---- Input for this task

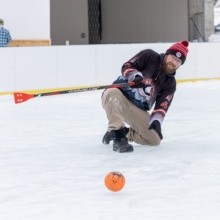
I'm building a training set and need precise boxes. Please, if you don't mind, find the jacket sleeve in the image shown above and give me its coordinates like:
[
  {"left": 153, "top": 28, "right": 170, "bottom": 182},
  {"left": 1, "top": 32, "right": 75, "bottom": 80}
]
[
  {"left": 149, "top": 79, "right": 176, "bottom": 125},
  {"left": 121, "top": 49, "right": 152, "bottom": 82}
]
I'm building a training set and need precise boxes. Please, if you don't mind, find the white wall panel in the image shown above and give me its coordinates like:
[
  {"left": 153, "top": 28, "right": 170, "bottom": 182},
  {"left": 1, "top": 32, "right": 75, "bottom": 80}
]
[{"left": 0, "top": 43, "right": 220, "bottom": 92}]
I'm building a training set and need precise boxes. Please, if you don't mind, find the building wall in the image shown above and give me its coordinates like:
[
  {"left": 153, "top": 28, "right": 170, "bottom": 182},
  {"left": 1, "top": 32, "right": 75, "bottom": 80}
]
[
  {"left": 0, "top": 0, "right": 50, "bottom": 40},
  {"left": 50, "top": 0, "right": 89, "bottom": 45},
  {"left": 101, "top": 0, "right": 188, "bottom": 43}
]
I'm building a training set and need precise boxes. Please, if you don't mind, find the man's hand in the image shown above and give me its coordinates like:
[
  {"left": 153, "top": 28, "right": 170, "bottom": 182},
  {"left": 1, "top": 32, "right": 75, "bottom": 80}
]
[
  {"left": 132, "top": 75, "right": 145, "bottom": 88},
  {"left": 149, "top": 120, "right": 163, "bottom": 140}
]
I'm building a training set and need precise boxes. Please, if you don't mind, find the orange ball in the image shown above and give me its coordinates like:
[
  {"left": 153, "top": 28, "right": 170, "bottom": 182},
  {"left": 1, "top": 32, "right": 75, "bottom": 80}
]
[{"left": 105, "top": 171, "right": 125, "bottom": 192}]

--------

Instructions to follow – Rewrite the rows from the line containing "find the orange" through the end of the rows, requests included. Scale every bounding-box coordinate in the answers by 1.2, rounding to whole numbers with halves rounded up, and leave the numbers in the requests and their format samples unchanged.

Reply to the task –
I'm building a training set and need precise boxes. Please, if you don't mind, find the orange ball in the image shown above and give me its coordinates like:
[
  {"left": 153, "top": 28, "right": 170, "bottom": 182},
  {"left": 1, "top": 32, "right": 75, "bottom": 80}
]
[{"left": 126, "top": 205, "right": 150, "bottom": 230}]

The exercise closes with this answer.